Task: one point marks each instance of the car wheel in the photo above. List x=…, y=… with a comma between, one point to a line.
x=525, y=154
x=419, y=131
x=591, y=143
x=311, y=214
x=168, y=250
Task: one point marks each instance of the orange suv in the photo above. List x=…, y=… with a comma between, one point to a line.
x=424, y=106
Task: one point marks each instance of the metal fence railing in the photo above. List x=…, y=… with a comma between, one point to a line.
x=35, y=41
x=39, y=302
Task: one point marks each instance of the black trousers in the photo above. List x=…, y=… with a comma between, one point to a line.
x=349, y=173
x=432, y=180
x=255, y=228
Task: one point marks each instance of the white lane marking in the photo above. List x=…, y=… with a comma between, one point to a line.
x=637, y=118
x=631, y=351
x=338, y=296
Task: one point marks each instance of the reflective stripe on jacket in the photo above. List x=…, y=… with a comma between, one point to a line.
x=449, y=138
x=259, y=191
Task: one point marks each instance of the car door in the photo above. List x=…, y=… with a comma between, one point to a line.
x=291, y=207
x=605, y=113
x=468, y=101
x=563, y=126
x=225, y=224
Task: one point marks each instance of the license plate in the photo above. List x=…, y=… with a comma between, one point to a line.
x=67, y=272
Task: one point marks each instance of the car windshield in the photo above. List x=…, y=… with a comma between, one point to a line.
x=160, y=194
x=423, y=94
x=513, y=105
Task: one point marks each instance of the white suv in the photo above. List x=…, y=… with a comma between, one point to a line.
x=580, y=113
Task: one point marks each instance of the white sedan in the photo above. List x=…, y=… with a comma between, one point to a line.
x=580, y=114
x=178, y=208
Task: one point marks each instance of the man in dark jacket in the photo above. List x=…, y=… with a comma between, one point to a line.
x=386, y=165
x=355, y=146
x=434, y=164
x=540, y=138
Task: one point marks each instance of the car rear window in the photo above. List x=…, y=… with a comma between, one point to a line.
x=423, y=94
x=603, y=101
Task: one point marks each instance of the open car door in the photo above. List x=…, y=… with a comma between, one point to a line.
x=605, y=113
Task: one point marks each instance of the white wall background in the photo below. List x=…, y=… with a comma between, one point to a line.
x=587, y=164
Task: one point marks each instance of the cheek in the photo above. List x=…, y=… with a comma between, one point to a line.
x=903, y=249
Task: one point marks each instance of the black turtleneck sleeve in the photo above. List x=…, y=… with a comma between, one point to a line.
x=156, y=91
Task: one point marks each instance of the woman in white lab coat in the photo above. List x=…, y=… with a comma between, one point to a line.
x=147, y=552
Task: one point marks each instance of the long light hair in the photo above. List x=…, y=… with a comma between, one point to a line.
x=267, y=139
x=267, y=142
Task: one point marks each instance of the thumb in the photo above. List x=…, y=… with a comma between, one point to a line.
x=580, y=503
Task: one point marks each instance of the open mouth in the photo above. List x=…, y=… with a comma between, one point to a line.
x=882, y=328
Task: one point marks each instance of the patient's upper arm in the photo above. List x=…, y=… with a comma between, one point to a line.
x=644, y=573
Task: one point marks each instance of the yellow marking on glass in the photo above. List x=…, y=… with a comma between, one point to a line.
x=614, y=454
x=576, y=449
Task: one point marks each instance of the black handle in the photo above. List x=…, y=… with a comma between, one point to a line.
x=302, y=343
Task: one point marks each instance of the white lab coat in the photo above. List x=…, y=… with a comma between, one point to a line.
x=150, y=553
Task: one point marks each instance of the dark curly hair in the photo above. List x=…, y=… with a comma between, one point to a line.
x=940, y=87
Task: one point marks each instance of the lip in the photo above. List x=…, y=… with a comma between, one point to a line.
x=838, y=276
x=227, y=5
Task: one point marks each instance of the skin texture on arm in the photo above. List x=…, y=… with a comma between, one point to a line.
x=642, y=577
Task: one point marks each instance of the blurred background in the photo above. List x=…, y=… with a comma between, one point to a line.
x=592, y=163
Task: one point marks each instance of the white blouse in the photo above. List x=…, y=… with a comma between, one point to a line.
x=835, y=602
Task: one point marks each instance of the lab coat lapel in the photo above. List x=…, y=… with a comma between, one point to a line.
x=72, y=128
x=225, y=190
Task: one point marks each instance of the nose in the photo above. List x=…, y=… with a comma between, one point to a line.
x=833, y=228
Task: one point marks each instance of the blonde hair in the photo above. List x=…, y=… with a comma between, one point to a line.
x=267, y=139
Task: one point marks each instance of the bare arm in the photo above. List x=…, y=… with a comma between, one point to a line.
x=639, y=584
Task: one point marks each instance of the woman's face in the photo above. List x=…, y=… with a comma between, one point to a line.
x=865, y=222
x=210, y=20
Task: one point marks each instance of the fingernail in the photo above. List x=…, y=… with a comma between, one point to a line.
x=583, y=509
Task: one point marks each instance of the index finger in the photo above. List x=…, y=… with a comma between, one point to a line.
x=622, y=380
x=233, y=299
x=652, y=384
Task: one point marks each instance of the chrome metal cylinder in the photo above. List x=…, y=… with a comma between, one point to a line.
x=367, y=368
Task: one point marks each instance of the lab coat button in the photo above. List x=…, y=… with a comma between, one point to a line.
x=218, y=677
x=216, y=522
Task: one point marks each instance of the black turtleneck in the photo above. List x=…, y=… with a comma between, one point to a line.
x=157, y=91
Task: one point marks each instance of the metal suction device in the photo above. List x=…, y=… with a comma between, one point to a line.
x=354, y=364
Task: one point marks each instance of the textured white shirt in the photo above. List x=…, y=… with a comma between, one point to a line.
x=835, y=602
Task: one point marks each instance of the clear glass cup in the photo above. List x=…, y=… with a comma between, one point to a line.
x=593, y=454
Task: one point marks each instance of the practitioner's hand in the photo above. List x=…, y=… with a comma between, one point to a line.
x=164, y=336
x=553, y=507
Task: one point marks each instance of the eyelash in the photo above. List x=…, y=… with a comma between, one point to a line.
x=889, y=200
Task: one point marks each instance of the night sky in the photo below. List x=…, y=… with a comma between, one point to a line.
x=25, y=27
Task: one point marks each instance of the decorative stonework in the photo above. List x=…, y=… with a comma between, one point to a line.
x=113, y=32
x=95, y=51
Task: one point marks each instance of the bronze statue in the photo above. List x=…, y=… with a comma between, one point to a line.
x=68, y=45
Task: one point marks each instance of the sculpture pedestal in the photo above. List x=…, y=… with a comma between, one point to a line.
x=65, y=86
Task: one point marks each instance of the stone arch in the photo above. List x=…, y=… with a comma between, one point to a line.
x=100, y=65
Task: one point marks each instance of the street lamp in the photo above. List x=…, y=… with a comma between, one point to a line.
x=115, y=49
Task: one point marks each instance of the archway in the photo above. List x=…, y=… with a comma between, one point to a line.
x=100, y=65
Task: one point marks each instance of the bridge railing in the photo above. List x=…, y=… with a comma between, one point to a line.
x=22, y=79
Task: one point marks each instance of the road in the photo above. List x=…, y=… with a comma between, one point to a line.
————
EXERCISE DETAILS
Rewrite all of the material above, changing every "one point to a line" to "one point per line" and leaving everything else untouched.

FULL ANSWER
Task: one point marks each instance of the car wheel in the photo above. List x=…, y=… with a comma between, one point per line.
x=525, y=154
x=419, y=131
x=591, y=143
x=311, y=214
x=168, y=250
Task: one point marks each instance of the orange suv in the photo above. List x=…, y=… with a comma between, one point per line.
x=424, y=106
Task: one point marks each instance of the metal fence railing in the photo above. List x=…, y=… with a comma between, one point per line.
x=35, y=41
x=39, y=302
Task: one point marks each instance of the black trousers in the photo above. List x=…, y=… with a comma between, one point per line.
x=349, y=173
x=432, y=180
x=255, y=228
Task: one point marks each instance of the white lane marking in the photo above. List x=…, y=… with a comma between, one point per line.
x=637, y=118
x=631, y=351
x=338, y=296
Task: one point marks each instance of the reflective stripe on jacket in the photo above. List x=…, y=… with a comma between, one point per line.
x=449, y=138
x=259, y=191
Task: one point marks each instance of the car door in the photo above. List x=…, y=… with a comma between, one point per line.
x=291, y=207
x=605, y=113
x=468, y=101
x=563, y=126
x=225, y=224
Task: one point marks each instance of the license plate in the photo above. List x=…, y=… with a comma between, one point per line.
x=67, y=272
Task: one point marks each instance of the car windshield in the photo above. List x=…, y=… with a comma between, one point per line.
x=160, y=194
x=423, y=94
x=513, y=105
Task: one point marks each instance of the white suv in the photo above. List x=…, y=… with a comma between, one point per line.
x=580, y=113
Task: one point marks each instance of the white sedan in the photo above. List x=…, y=… with a comma between, one point per line.
x=580, y=114
x=178, y=208
Task: one point marks each instance of the man in dark jacket in the photo above. List x=…, y=… with a comma between, one point per line.
x=386, y=165
x=355, y=146
x=434, y=164
x=540, y=138
Task: one point marks each instance of the car rear window in the photo above. List x=…, y=… with a comma between, one point per line.
x=423, y=94
x=603, y=101
Task: one point marks each instance of the open car door in the photo above. List x=…, y=… with a comma between, one point per line.
x=605, y=113
Task: one point marks each instance of the white wall background in the photo below. List x=…, y=… with a comma between, one point per line.
x=587, y=164
Task: one point marks each instance of the cheek in the photo above. List x=…, y=… with a comma between, one point per line.
x=903, y=249
Task: one point marks each instance of the black turtleneck sleeve in the photo above. List x=…, y=… with a comma between, one point per line.
x=156, y=91
Task: one point marks each instance of the woman in white lab coat in the photo above. List x=…, y=… with a comma between, one point per line.
x=147, y=552
Task: one point marks each instance of the long light hair in the photo above. List x=…, y=… with a comma between, one point per line.
x=267, y=139
x=267, y=142
Task: one point marks each instance of the thumb in the photo above. List x=…, y=… with a comma between, one point per line.
x=580, y=503
Task: one point marks each instance of the open mouth in the photo above. List x=…, y=… with a comma between, one point per line.
x=882, y=328
Task: one point marks each instance of the patient's upper arm in the photo above. List x=…, y=… with a comma between, one point per line.
x=644, y=573
Task: one point marks each instance of the yellow marking on glass in the photo above. List x=…, y=… with a comma between, one point per line.
x=614, y=454
x=576, y=449
Task: one point marks each instance of the black handle in the photo above. List x=…, y=… with a comma between, one point per line.
x=302, y=343
Task: one point marks each instance of the white lab coat in the photo above. List x=…, y=… with a comma between, one point per line.
x=150, y=553
Task: one point marks each instance of the dark curly hair in the photo above. List x=…, y=… with a comma between, one point per line.
x=940, y=87
Task: one point marks each instance of the lip in the photo above. List x=…, y=… with a comma between, one point per line.
x=838, y=276
x=227, y=5
Task: one point marks each instance of the skin texture on arm in the photo above. List x=…, y=… with a comma between, one point per line.
x=642, y=577
Task: one point marks each instance of the blurred background in the photo above. List x=…, y=… with a comma between, one point per line.
x=592, y=163
Task: one point marks each instance of the white blouse in the photo above. List x=…, y=… with a comma between, one point per line.
x=835, y=602
Task: one point marks each instance of the lab coat lapel in the photo above. List x=…, y=… with a comma between, one point per line.
x=72, y=128
x=225, y=190
Task: one point marks each instance of the nose in the photo above. List x=…, y=… with a comma between, one point per line.
x=833, y=228
Task: one point marks each instance of the blonde hair in the photo above. List x=…, y=… with a comma between, one point per line.
x=267, y=139
Task: one point marks each instance of the bare arm in the photo above. List x=…, y=… with a comma between, one point per line.
x=639, y=584
Task: one point marks each instance of the woman's face in the photo above. List x=…, y=… with a comma between, one point per line.
x=865, y=222
x=210, y=20
Task: one point marks each instance of the fingernail in the photo above. List x=…, y=… with a comma between, one point per line.
x=583, y=509
Task: one point marks each instance of the index finger in the photo above. List x=…, y=… with a comma between, one point per line.
x=622, y=380
x=233, y=299
x=652, y=384
Task: one point marks each instance of the chrome metal cylinder in the photo above. List x=…, y=… with a comma between, one point per line.
x=367, y=368
Task: one point marks each instance of the lab coat button in the photo above. List x=…, y=… with a comma between, one point per line.
x=218, y=677
x=216, y=522
Task: one point marks each instance of the black turtleneck in the photo above. List x=…, y=… with a comma between, one point per line.
x=157, y=91
Task: one point marks each instance of the metal suction device in the photo above. List x=…, y=… with a comma between, one point per line.
x=354, y=364
Task: one point marks each instance of the textured white shirt in the photo above. List x=…, y=… with a comma between, one point per line.
x=835, y=602
Task: one point marks each instance of the clear glass cup in the photo above. List x=…, y=… with a comma between, one point per line.
x=593, y=454
Task: one point marks each instance of the practitioner's hand in the photo above. List x=…, y=… with a comma between, one point per line.
x=164, y=336
x=553, y=507
Task: one point marks each instance of the eyelash in the photo above. List x=…, y=… with a comma between, one point per line.
x=889, y=200
Task: one point marks each instance of the night sky in the photo below. List x=…, y=… with a comma between, one point per line.
x=25, y=27
Task: one point marks each instance of the decorative stonework in the photo above. List x=…, y=… with a comma between, one point per line.
x=113, y=32
x=95, y=51
Task: one point marks each instance of the bronze statue in the photo above. List x=…, y=… with a comma between, one point per line.
x=68, y=45
Task: one point marks each instance of the sculpture pedestal in the photo above. List x=…, y=… with a comma between, one point per line.
x=65, y=86
Task: one point marks each instance of the stone arch in the photo above. List x=…, y=… with a comma between, one point per line.
x=100, y=65
Task: one point marks each instance of the street lamp in the photo above. List x=…, y=… with a comma between, one point per line.
x=115, y=49
Task: one point marks each instance of the archway in the photo above. List x=…, y=… with a comma between, one point per line.
x=100, y=65
Task: one point marks each instance of the bridge railing in the photo above. List x=…, y=… with a comma between, one point per line.
x=22, y=79
Task: one point marks each instance of the road in the photo above. List x=…, y=… with a comma between, one point per line.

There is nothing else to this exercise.